Data entries
►
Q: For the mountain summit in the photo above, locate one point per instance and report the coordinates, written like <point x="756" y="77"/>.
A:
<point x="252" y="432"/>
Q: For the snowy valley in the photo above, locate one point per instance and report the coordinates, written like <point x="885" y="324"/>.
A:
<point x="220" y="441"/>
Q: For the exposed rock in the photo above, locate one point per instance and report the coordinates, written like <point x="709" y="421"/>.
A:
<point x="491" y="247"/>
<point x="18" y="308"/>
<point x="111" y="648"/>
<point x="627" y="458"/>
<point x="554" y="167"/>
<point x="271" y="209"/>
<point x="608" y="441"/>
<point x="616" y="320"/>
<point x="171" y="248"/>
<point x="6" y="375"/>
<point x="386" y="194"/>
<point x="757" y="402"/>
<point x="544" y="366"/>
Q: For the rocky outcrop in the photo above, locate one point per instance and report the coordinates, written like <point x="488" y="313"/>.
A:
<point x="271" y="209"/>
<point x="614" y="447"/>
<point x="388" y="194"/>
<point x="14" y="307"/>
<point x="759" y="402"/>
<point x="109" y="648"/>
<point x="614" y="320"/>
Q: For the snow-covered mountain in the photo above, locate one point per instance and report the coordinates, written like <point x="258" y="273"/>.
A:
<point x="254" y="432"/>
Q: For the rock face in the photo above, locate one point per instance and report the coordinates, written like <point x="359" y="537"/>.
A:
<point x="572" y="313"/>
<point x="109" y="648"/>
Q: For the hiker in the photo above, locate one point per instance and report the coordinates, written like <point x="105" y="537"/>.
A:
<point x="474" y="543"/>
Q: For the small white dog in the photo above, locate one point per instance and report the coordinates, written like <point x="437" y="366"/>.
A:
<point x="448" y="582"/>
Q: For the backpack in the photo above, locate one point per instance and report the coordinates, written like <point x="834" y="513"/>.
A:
◄
§ TASK TO CARRY OUT
Please copy the stretch of the listing above from the line containing "Q: For the small" through the end of the listing, keeping every line unchanged.

§ RESULT OF THE EXERCISE
Q: For the small white dog in the photo above, locate one point per instance and report the coordinates, written like <point x="437" y="366"/>.
A:
<point x="448" y="582"/>
Q: For the backpack in the photo above, locate one point per instance and report the coordinates, written like <point x="834" y="513"/>.
A:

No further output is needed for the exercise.